The records must be repeated exactly and in their entirety.
____ Records to use
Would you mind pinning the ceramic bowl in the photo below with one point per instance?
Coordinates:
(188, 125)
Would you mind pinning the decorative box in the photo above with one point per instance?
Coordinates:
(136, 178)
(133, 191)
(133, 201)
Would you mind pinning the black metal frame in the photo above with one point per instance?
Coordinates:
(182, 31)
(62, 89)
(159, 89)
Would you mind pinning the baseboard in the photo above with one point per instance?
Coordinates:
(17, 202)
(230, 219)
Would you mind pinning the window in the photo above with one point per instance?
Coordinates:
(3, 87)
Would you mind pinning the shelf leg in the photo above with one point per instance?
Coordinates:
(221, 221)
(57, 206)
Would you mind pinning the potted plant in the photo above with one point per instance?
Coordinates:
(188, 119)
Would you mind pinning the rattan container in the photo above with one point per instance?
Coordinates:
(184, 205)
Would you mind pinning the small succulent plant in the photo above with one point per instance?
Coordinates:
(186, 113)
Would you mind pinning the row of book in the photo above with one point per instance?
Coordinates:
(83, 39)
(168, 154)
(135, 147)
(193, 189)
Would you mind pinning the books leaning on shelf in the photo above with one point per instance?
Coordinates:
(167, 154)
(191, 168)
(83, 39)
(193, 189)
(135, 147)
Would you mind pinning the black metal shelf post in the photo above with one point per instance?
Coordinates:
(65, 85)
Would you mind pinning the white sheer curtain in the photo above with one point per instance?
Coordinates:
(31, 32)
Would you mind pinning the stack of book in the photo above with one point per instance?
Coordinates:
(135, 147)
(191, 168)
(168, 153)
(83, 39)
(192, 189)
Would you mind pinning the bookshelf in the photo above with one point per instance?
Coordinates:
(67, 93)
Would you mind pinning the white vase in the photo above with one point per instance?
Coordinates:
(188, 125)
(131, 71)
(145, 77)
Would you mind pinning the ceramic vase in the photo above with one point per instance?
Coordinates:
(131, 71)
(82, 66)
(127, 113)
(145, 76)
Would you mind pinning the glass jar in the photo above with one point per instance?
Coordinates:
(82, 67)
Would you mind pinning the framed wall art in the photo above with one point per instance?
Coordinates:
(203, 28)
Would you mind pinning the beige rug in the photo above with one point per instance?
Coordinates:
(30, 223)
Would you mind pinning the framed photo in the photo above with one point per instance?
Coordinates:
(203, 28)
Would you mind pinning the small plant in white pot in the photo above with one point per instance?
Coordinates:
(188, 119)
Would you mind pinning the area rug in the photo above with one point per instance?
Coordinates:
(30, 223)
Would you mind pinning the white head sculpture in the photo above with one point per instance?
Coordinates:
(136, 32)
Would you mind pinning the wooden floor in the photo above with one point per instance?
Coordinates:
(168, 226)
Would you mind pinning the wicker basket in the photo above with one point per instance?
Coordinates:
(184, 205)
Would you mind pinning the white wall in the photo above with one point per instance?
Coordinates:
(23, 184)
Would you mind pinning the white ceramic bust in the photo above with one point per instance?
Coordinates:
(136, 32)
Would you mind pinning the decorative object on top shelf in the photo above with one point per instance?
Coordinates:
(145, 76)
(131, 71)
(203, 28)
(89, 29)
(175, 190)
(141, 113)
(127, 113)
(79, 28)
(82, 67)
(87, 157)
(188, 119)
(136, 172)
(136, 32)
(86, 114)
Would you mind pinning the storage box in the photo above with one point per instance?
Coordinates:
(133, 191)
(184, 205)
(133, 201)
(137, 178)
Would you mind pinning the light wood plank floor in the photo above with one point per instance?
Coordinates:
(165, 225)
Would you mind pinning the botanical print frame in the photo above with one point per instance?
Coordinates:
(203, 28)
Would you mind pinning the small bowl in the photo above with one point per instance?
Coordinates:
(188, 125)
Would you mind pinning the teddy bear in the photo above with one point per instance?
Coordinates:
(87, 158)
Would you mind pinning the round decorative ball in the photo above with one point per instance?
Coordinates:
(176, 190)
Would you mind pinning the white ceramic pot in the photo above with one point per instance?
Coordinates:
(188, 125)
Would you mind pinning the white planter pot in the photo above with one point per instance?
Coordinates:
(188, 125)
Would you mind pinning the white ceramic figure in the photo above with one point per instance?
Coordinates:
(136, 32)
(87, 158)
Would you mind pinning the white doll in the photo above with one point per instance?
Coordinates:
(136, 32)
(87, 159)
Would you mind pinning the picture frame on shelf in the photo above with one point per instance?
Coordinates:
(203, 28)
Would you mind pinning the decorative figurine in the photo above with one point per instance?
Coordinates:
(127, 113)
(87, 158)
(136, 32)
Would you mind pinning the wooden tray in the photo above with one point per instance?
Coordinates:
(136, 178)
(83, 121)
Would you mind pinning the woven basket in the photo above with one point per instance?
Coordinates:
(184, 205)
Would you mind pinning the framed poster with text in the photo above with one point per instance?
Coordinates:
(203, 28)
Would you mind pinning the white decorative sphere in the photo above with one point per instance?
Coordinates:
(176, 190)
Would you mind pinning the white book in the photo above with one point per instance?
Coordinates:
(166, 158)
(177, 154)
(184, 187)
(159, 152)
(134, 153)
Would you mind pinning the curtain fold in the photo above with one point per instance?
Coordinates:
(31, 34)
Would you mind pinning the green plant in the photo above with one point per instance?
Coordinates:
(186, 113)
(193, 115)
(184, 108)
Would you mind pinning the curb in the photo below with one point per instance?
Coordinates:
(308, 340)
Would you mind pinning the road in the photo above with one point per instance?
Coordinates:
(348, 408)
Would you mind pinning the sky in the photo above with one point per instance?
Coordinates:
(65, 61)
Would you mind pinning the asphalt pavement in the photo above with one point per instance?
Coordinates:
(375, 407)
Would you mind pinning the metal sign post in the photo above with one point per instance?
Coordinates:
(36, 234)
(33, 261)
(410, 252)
________
## Task result
Would you mind pinning the ceramic bowl in the photo below with one point per instance?
Coordinates:
(188, 125)
Would you mind pinning the decorative box in the photo above with one point per instance?
Coordinates:
(136, 178)
(133, 191)
(133, 201)
Would you mind pinning the black metal frame in the photo above with one point per instance?
Coordinates:
(182, 31)
(62, 89)
(159, 89)
Would you mind pinning the baseboard in the photo above with one point per instance?
Coordinates:
(17, 202)
(230, 219)
Would you mind pinning the window in the photo above with one point per instance?
Coordinates:
(3, 87)
Would you mind pinning the shelf leg in the photo above with one point per instance?
Coordinates:
(221, 221)
(57, 206)
Would you mind pinning the potted plant in the photo above with one point per instance?
Coordinates:
(188, 119)
Would you mind pinning the rattan container in the photo above with one point per instance?
Coordinates:
(184, 205)
Would you mind pinning the small succulent plant in the photo above with one point per instance?
Coordinates:
(186, 113)
Would you mind pinning the row of book in the photo above with one point per instance?
Coordinates:
(83, 39)
(168, 154)
(135, 147)
(193, 189)
Would you mind pinning the books leaning on shelf in the photo above with one point per instance?
Coordinates:
(167, 154)
(191, 168)
(83, 39)
(193, 189)
(135, 147)
Would you mind pinning the black metal shelf post in the photo above with one point per instance?
Coordinates:
(65, 85)
Would you mind pinning the white sheer curtain in the photo above with one point per instance?
Coordinates:
(31, 32)
Would you mind pinning the stack of book in the photo above with one point per instance?
Coordinates:
(135, 147)
(191, 168)
(168, 153)
(83, 39)
(192, 189)
Would you mind pinning the bookshelf in the photo above with one point per instance?
Coordinates:
(67, 93)
Would you mind pinning the white vase in the photo above with one point per instance?
Coordinates:
(188, 125)
(131, 71)
(145, 77)
Would you mind pinning the ceramic vase in the photo above with one point per instance?
Coordinates:
(131, 71)
(82, 66)
(127, 113)
(145, 76)
Would you mind pinning the glass jar in the photo above with one point per instance?
Coordinates:
(82, 67)
Would you mind pinning the framed wall art in the photo above with one point per instance?
Coordinates:
(203, 28)
Would you mind pinning the beige rug in the photo above with one point per instance?
Coordinates:
(30, 223)
Would you mind pinning the framed photo in the photo above with one point per instance?
Coordinates:
(203, 28)
Would you mind pinning the small plant in white pot in the photo above with one point per instance?
Coordinates:
(188, 119)
Would you mind pinning the area rug in the photo above with one point per instance?
Coordinates:
(30, 223)
Would you mind pinning the white head sculpture in the photo above with one point per instance?
Coordinates:
(136, 32)
Would you mind pinning the wooden floor in the photo above with one point per instance?
Coordinates:
(168, 226)
Would you mind pinning the wicker basket in the photo above with one point per instance?
Coordinates:
(184, 205)
Would you mind pinning the white wall in the photo above with one point per instance?
Coordinates:
(23, 184)
Would you mind pinning the white ceramic bust in the photo above with one point per instance?
Coordinates:
(136, 32)
Would you mind pinning the decorative object on top shelf in the photo above with one point per instance?
Coordinates:
(145, 76)
(131, 71)
(203, 28)
(89, 29)
(175, 190)
(141, 113)
(127, 113)
(79, 28)
(82, 67)
(87, 157)
(188, 119)
(136, 172)
(136, 32)
(86, 114)
Would you mind pinning the storage box in the photo above with one point per instance?
Coordinates:
(133, 191)
(184, 205)
(133, 201)
(137, 178)
Would you mind pinning the light wood plank floor in the photo above with one point per instance?
Coordinates:
(165, 225)
Would you mind pinning the botanical print frame in the photo above with one point per instance?
Coordinates:
(203, 28)
Would you mind pinning the small bowl in the photo above with one point per instance?
Coordinates:
(188, 125)
Would you mind pinning the teddy bear in the photo above with one point per instance?
Coordinates:
(87, 158)
Would you mind pinning the round decorative ball in the photo above with one point per instance?
Coordinates:
(176, 190)
Would you mind pinning the white ceramic pot in the photo above with one point per instance?
Coordinates:
(188, 125)
Would you mind pinning the white planter pot in the photo above with one point per instance?
Coordinates:
(188, 125)
Would you mind pinning the white ceramic figure in the photo above with one point per instance?
Coordinates:
(136, 32)
(87, 158)
Would you mind pinning the white doll in the photo above with one point per instance?
Coordinates:
(136, 32)
(87, 159)
Would you mind pinning the picture frame on shelf in the photo above with one point per instance?
Coordinates:
(203, 28)
Would you mind pinning the decorative figurine in the photo above with one point per instance?
Coordinates:
(127, 113)
(87, 158)
(136, 32)
Would you mind pinning the wooden tray in the photo above with one point per instance?
Coordinates:
(136, 178)
(83, 121)
Would you mind pinning the woven basket in the photo above with one point per instance?
Coordinates:
(184, 205)
Would you mind pinning the framed poster with text in the photo above with one point per instance?
Coordinates:
(203, 28)
Would you mind pinning the white decorative sphere in the photo above with one point per instance?
Coordinates:
(176, 190)
Would you mind pinning the white book in the photo above with one point per instance?
Coordinates:
(166, 158)
(177, 154)
(184, 187)
(159, 152)
(134, 153)
Would you mind pinning the curtain fold in the photo above with one point per instance?
Coordinates:
(31, 34)
Would you mind pinning the green plant in the photo above with one point per instance?
Coordinates:
(186, 113)
(193, 115)
(184, 108)
Would you mind pinning the curb in the photo below with one point per instance?
Coordinates:
(308, 340)
Would you mind pinning the road in the photo above with one point per instance?
Coordinates:
(348, 408)
Would you mind pinning the sky in the photo above with one point per instance?
Coordinates:
(65, 61)
Would you mind pinning the asphalt pavement in the photo above with one point per instance?
Coordinates:
(375, 407)
Would you mind pinning the metal sign post in the photo above with one point per instance?
Coordinates:
(36, 234)
(33, 261)
(410, 252)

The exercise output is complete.